> _PROVIDED PASSAGE_
● ● ● ● ● ● ●

E-Smith and Mandrake 9.0
« on: January 15, 2003, 03:27:54 AM »
I would like to setup a network with E-Smith 5.5 as the server/gateway/DHCP and about 4 mandrake 9.0 clients.  

I would like to be able to use one userid and password and be able to map I-bays and users home directory.  

I assume samba would be the way to go.  Could anyone help please?

kind regards,

Ashley

Bob Todd

Re: E-Smith and Mandrake 9.0
« Reply #1 on: January 15, 2003, 03:35:50 AM »
Samba ? Samba is used to hook-up Windows clients - so thats not going to be the best way forward. Maybe someone in here who uses linux clients can advise on their setup. I only use Windoze clients on my network so far.

schotty

Re: E-Smith and Mandrake 9.0
« Reply #2 on: January 15, 2003, 12:28:32 PM »
Very easy.

Lookup FSTAB on the internet or man fstab (man mount wont kill you either :-) )

If you make changes to the etc/fstab (datei responsible for the mounting of drives) then when the clients start they will automaticaly mount the drives from sme server (as long as you have made the changes to etc/fstab)

Basicaly to mount a network drive the command is :

mount -t smbfs -o username=NAME //SMESERVERNAME/SHARENAME /MOUNTPOINT

You will then be asked for the password of USERNAME. If you enter the correct password then /MOUNTPOINT will know be mapped to a directory on the SME Server.



cheers


schotty

Michael Soulier

Re: E-Smith and Mandrake 9.0
« Reply #3 on: January 15, 2003, 09:09:40 PM »
Ashley wrote:
>
> I would like to setup a network with E-Smith 5.5 as the
> server/gateway/DHCP and about 4 mandrake 9.0 clients.
>
> I would like to be able to use one userid and password and be
> able to map I-bays and users home directory.

It's not clear what you mean by one userid and password. Do you mean that you want to create a single user on the server and have it available on the linux client boxes? If so, samba would not be the best way to go about authenticating that user on all your client machines.

The simplest is probably to use NIS. This aging howto

http://www.e-smith.org/docs/howto/nis-howto.html

can still be mostly followed for 5.5 or 5.6, changing versions as appropriate.

● ● ● ● ● ● ●

> _RECORDS FOR THE TASK_
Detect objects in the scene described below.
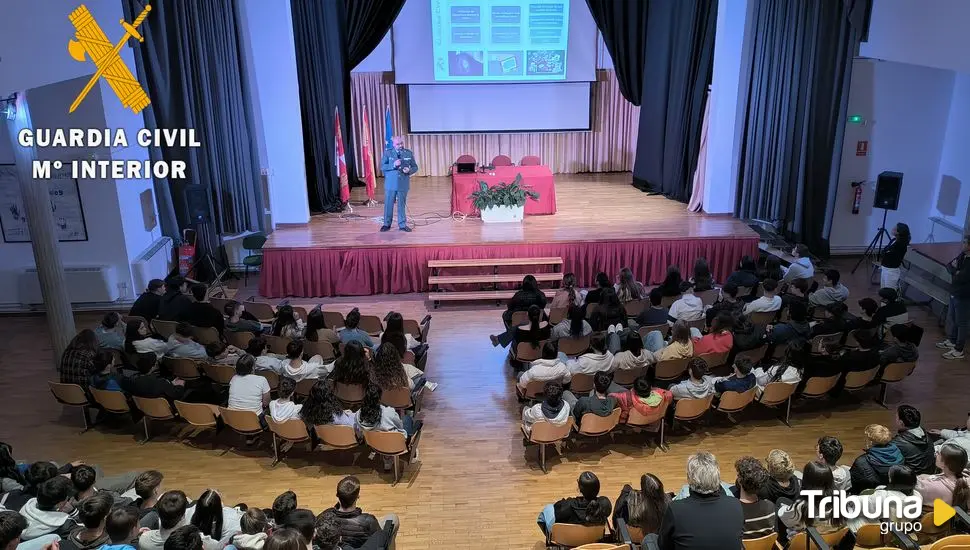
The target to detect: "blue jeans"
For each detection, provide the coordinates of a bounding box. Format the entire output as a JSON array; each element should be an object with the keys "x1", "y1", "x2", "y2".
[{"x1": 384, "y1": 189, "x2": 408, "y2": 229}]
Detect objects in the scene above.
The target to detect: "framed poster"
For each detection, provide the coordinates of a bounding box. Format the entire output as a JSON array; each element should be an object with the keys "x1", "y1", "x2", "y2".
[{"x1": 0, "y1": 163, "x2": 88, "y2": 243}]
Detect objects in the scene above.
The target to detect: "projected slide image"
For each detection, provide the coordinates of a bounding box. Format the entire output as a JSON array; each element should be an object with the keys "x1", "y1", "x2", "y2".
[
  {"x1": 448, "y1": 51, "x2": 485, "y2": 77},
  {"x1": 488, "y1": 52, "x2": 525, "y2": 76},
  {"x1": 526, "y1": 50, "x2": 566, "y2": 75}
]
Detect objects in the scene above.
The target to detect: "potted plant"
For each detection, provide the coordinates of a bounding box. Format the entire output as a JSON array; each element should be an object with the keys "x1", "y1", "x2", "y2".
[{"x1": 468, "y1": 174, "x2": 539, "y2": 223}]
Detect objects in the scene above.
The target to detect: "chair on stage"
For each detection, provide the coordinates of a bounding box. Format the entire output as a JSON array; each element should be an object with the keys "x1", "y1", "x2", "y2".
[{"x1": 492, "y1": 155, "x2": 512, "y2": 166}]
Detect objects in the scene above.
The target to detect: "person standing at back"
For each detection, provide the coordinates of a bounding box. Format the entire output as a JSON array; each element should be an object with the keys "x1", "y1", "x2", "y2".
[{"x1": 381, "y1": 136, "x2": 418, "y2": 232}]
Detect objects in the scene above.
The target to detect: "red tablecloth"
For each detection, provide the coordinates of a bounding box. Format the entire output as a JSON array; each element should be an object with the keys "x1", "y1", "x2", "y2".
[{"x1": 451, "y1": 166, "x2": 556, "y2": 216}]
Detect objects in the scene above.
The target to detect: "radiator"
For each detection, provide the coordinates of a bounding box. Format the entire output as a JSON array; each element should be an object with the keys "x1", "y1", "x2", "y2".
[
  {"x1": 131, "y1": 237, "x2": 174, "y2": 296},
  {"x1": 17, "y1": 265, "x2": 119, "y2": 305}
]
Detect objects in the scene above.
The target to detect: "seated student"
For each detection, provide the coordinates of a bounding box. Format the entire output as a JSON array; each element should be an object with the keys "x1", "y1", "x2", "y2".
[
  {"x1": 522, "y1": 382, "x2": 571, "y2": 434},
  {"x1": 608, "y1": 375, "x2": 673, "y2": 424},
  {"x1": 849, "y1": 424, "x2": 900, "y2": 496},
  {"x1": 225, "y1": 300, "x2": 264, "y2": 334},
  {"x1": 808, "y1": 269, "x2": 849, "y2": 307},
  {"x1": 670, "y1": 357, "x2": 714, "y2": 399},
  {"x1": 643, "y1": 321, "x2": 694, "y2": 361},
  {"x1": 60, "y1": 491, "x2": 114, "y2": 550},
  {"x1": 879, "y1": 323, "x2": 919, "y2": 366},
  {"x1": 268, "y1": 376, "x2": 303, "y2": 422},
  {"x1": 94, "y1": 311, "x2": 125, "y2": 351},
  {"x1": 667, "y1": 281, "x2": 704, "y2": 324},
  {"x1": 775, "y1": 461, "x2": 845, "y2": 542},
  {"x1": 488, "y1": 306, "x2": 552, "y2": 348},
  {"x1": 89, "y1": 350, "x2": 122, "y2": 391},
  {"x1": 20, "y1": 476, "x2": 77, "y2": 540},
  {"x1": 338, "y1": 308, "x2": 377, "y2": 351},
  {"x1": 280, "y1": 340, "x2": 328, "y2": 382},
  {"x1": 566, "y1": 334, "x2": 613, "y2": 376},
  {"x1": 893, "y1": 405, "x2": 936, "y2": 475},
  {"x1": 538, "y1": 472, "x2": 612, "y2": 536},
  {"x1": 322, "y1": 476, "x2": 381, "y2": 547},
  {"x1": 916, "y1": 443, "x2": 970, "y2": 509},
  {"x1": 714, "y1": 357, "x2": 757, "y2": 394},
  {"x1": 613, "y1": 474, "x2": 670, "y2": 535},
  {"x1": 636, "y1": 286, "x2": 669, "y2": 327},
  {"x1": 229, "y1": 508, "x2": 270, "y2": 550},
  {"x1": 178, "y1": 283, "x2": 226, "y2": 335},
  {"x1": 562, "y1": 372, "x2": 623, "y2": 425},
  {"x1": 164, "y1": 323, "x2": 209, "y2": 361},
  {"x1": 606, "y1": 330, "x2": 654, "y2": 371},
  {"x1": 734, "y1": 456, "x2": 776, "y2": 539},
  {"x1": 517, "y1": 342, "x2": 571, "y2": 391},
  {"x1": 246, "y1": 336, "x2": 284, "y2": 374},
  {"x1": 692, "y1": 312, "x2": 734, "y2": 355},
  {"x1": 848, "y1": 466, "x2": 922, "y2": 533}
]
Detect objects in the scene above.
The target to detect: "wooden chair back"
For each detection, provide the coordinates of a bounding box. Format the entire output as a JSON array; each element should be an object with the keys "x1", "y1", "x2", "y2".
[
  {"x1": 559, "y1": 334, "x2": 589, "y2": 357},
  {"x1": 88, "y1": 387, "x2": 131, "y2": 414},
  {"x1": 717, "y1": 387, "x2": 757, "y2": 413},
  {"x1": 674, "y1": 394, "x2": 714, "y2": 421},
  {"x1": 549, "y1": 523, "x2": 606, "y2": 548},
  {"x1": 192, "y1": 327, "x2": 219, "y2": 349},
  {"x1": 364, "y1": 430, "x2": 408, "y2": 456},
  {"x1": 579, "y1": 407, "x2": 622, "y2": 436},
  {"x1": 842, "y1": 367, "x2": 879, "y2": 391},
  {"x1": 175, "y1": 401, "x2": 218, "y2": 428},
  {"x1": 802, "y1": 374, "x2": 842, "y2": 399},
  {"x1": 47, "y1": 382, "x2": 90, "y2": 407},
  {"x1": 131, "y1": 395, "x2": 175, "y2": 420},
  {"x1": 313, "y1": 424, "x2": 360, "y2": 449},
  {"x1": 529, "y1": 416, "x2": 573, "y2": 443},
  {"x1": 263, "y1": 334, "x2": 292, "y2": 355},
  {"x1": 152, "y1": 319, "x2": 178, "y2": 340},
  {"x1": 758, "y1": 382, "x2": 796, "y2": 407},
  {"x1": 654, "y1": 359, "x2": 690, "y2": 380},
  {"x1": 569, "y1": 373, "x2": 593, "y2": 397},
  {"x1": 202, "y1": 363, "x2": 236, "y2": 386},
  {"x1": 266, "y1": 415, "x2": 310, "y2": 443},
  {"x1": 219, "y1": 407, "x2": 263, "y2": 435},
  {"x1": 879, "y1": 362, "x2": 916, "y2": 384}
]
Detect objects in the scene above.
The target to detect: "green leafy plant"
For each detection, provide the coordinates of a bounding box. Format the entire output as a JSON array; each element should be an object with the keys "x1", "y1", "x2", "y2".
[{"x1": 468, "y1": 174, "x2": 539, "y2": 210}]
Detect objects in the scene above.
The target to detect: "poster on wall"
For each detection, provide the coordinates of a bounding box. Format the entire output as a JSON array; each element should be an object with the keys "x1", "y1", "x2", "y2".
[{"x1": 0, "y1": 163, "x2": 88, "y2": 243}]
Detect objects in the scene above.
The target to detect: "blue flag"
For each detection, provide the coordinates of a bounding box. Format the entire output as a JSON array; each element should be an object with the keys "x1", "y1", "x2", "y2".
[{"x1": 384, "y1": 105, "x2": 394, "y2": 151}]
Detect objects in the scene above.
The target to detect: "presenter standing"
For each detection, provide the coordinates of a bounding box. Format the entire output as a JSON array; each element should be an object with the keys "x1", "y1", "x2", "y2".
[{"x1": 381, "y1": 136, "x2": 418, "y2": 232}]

● ● ● ● ● ● ●

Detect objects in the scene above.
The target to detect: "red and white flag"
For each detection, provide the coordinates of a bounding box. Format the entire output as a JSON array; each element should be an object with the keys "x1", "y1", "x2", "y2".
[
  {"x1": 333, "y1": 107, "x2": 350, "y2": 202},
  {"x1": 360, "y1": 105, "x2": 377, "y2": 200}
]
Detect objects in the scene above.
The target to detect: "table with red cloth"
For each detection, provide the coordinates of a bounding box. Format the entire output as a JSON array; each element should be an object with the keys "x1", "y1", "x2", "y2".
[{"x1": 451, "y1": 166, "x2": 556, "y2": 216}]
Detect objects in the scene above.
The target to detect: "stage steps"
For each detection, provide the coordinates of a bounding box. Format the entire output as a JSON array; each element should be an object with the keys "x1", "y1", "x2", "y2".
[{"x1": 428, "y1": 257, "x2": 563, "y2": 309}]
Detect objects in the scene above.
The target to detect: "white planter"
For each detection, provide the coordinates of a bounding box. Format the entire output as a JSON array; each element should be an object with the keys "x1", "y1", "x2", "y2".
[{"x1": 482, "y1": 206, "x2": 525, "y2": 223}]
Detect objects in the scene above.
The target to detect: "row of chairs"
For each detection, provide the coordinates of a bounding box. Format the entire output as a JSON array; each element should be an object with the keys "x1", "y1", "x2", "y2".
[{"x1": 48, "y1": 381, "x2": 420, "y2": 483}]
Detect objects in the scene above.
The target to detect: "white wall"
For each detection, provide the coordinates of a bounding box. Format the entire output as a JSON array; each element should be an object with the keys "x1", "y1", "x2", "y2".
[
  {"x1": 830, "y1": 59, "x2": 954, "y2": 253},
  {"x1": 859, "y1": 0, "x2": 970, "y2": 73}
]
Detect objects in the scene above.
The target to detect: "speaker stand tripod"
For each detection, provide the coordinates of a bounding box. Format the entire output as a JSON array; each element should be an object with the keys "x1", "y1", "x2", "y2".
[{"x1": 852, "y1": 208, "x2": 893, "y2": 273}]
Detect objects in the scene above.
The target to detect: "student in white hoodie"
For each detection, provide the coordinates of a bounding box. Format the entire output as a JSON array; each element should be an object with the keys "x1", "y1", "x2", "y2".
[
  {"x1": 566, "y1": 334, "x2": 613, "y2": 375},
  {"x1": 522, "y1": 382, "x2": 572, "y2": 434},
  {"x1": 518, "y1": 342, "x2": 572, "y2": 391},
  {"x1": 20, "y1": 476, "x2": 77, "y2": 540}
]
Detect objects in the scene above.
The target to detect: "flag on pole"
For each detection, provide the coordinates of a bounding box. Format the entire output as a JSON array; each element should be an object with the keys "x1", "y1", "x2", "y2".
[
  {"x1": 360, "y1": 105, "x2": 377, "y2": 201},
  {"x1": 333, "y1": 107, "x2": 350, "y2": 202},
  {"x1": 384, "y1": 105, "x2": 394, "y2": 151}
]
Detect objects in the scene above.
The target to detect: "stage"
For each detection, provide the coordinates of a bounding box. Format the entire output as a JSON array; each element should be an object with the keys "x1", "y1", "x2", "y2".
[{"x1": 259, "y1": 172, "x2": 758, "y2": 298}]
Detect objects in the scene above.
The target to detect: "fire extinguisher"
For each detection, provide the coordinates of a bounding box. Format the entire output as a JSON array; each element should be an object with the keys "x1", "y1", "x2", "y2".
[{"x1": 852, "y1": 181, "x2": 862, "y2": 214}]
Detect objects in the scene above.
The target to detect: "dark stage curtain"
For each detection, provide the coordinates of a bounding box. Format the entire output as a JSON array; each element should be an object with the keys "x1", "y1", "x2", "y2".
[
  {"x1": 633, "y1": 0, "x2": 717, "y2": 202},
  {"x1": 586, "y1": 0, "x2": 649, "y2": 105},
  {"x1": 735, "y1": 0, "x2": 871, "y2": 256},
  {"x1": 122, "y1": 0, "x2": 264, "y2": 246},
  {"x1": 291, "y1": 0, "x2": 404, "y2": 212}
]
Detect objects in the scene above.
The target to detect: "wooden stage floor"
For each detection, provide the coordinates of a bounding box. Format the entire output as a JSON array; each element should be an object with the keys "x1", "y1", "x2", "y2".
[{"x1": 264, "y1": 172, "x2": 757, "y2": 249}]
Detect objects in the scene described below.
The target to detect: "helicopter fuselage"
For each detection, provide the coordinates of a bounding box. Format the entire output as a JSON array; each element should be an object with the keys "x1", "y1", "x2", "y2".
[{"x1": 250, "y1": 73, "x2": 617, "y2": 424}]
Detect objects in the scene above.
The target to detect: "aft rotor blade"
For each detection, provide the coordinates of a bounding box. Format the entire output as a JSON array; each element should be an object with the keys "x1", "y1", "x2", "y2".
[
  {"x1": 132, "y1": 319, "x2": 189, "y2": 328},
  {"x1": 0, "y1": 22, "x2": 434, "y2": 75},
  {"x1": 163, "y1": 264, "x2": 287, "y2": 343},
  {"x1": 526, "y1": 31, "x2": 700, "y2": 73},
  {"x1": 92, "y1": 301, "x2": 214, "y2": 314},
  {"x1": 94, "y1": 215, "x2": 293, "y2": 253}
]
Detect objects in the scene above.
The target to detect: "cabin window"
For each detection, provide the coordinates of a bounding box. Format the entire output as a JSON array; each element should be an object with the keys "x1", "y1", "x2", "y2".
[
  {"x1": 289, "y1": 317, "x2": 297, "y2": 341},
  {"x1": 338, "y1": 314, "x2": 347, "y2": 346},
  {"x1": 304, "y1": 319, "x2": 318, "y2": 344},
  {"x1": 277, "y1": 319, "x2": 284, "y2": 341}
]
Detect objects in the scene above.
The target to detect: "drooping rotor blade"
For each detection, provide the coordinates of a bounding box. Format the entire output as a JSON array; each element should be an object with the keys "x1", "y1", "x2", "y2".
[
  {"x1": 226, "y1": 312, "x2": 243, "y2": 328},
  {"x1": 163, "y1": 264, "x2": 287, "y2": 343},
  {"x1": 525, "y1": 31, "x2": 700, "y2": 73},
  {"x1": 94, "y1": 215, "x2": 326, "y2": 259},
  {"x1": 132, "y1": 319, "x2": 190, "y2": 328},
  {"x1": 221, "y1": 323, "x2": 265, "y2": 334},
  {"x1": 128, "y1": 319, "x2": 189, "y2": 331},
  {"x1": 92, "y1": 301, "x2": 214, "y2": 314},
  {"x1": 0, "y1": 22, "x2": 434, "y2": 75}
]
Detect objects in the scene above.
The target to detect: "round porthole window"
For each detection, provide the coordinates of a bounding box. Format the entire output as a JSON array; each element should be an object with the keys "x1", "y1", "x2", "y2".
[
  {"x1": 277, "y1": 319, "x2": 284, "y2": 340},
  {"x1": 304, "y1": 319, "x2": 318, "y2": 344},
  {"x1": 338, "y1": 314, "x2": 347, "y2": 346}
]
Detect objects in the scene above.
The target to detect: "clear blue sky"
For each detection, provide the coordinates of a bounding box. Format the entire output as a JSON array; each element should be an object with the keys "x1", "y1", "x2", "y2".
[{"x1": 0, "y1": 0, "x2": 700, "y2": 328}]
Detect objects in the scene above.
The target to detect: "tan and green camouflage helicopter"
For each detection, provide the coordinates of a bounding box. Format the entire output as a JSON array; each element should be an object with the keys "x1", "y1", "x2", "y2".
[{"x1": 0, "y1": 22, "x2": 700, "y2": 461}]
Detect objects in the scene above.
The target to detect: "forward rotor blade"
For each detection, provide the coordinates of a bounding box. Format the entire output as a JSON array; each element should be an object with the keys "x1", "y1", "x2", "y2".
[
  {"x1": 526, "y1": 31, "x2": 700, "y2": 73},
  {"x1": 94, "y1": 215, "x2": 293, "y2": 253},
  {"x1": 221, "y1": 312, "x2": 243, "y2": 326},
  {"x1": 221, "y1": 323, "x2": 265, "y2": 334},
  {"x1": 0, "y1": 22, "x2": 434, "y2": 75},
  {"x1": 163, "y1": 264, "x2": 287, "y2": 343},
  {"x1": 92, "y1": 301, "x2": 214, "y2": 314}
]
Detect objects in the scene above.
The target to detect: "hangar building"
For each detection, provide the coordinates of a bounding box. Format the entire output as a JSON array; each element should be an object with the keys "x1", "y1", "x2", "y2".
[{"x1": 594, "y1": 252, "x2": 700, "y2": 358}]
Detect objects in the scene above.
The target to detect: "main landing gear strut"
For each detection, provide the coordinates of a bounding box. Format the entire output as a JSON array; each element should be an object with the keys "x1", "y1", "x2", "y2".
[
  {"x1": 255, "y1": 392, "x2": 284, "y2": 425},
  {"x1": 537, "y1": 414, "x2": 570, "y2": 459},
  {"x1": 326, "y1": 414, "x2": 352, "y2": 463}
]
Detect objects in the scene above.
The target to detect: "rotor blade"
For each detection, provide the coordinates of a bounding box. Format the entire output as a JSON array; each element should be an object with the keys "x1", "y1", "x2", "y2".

● ● ● ● ● ● ●

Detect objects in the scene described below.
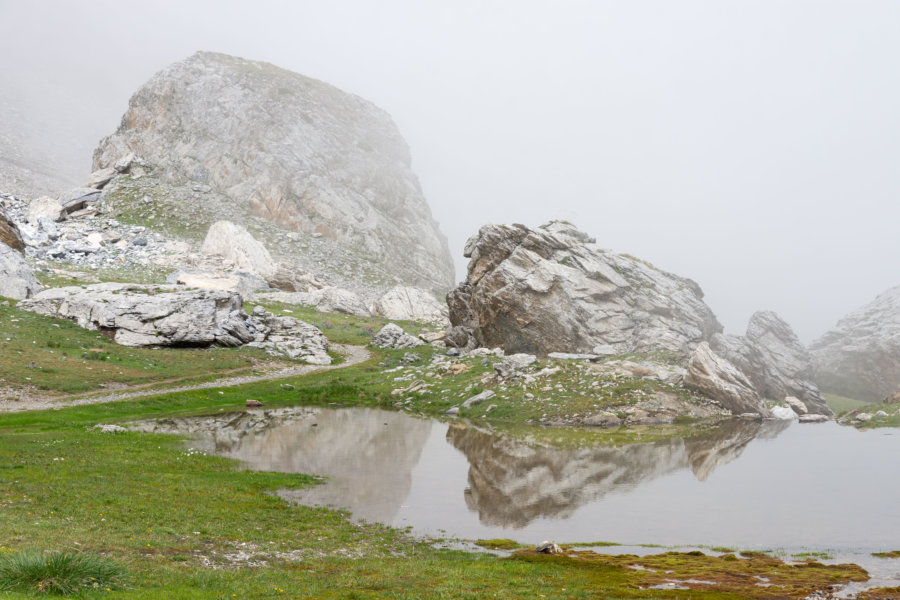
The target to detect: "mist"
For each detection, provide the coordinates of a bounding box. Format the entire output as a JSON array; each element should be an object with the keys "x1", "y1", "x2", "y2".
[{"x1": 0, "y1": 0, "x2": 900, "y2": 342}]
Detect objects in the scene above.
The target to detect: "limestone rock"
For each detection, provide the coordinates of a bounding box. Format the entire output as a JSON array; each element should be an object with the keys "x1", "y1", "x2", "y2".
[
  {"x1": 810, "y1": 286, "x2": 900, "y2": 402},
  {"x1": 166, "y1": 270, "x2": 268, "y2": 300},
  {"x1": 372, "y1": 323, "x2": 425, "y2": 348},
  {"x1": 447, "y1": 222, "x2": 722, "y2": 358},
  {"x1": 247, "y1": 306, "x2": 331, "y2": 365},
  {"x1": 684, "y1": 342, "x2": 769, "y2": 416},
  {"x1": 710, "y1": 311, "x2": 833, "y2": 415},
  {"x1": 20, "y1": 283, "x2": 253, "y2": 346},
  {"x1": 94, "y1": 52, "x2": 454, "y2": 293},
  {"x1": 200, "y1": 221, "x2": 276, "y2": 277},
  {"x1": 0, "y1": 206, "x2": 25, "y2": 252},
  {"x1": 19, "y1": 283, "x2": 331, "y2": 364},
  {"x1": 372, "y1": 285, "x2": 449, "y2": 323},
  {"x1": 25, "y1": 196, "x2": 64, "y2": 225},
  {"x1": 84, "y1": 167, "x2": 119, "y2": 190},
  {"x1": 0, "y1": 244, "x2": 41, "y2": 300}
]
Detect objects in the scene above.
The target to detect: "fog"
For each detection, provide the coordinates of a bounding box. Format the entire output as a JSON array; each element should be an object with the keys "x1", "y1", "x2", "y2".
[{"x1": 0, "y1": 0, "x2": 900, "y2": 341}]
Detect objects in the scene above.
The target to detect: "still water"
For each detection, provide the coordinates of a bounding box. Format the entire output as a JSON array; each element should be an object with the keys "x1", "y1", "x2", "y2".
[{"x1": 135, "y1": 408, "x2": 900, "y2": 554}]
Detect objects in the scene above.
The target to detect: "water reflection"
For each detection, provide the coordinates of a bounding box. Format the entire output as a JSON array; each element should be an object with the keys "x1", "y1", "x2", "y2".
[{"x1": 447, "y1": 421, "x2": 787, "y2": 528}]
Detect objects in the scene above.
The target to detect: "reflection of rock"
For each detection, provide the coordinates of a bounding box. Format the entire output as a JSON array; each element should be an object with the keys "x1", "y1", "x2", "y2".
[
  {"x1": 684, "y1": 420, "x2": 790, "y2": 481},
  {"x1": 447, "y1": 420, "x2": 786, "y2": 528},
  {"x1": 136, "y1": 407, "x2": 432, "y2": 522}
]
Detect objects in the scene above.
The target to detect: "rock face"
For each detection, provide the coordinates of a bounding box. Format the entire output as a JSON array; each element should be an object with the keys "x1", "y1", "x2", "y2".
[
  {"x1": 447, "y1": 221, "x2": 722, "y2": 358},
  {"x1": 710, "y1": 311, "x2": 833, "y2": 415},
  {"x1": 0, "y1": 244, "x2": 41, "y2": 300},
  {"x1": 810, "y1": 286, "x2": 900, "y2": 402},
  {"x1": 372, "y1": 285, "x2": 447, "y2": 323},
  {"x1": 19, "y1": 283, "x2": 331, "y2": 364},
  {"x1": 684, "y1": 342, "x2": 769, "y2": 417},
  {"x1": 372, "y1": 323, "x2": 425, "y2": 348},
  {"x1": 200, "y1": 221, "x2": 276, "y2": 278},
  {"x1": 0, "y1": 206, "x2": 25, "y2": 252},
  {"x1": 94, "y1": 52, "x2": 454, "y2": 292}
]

● ● ● ● ● ● ●

> _STATED GOAL 1_
Check each statement against the forum thread on E-Smith and Mandrake 9.0 and answer yes or no, quoting the words from the thread that decide it. (a) One reply states that Samba is used to hook up Windows clients. (b) The mount command given in the thread uses the type smbfs. (c) The NIS howto is said to be unusable for version 5.5.
> _STATED GOAL 2_
Gather every line of the records above that contains the string "helicopter". Case counts.

> _FULL OUTPUT 1_
(a) Yes: "Samba is used to hook-up Windows clients"
(b) Yes: "mount -t smbfs -o username=NAME //SMESERVERNAME/SHARENAME /MOUNTPOINT"
(c) No: "can still be mostly followed for 5.5 or 5.6, changing versions as appropriate"

> _FULL OUTPUT 2_
The target to detect: "helicopter fuselage"
The target to detect: "tan and green camouflage helicopter"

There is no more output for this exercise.